WORK INSTRUCTION - In the records below, find every line that contains "instance" and list it.

DATA SHOWN -
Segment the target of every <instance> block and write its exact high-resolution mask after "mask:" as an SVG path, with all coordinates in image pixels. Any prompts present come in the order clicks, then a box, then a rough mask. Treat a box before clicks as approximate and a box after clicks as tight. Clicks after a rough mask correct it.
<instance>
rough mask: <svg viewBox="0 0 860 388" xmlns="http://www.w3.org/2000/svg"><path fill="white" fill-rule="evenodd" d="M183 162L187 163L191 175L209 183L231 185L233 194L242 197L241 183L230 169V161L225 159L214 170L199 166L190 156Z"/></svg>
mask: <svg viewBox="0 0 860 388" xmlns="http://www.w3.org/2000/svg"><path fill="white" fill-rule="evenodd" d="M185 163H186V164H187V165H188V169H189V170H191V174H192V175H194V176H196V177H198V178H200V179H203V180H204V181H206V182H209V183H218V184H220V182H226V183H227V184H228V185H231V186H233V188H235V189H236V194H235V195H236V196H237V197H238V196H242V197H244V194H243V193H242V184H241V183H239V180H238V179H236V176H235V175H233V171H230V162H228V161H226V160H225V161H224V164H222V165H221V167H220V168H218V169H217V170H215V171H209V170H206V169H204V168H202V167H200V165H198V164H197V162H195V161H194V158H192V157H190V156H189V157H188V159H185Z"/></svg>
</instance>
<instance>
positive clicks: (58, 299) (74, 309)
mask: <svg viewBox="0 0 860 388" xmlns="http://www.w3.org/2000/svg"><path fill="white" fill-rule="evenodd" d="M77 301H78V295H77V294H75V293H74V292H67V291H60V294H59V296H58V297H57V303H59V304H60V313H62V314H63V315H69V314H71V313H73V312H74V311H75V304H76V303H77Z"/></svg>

RESULT -
Segment the target of every <instance> block and write its exact high-resolution mask after "mask:" as an SVG path, with all coordinates in image pixels. Any prompts present come in the order clicks, then a box, then a rough mask. Treat a box before clicks as approximate and a box after clicks as tight. Clicks after a rough mask correct it.
<instance>
</instance>
<instance>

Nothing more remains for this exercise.